● **PROBLEM**: Tally the lines of the entries in which the string "give" occurs, and say only how many.
══ DATA IN THIS EXERCISE ══
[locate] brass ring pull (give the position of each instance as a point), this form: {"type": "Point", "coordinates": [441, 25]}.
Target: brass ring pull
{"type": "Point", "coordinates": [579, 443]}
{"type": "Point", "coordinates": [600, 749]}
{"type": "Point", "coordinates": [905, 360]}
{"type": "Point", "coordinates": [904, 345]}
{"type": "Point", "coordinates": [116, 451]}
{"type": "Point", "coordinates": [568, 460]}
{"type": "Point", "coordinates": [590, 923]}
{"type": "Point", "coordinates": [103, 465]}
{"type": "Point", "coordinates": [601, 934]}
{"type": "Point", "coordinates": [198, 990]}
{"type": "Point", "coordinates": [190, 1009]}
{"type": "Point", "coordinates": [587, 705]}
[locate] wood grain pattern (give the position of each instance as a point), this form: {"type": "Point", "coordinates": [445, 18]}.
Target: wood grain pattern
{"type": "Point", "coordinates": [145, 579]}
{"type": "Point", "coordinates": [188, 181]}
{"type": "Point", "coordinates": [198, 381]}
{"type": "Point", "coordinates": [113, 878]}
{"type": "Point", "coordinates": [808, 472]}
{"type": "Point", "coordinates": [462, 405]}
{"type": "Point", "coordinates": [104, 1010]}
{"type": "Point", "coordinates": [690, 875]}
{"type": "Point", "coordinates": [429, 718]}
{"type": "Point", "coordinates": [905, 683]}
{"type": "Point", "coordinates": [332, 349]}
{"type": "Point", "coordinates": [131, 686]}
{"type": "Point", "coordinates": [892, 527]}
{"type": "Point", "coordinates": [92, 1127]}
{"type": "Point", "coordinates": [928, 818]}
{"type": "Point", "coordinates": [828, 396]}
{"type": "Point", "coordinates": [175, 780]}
═══
● **EXERCISE RESPONSE**: 2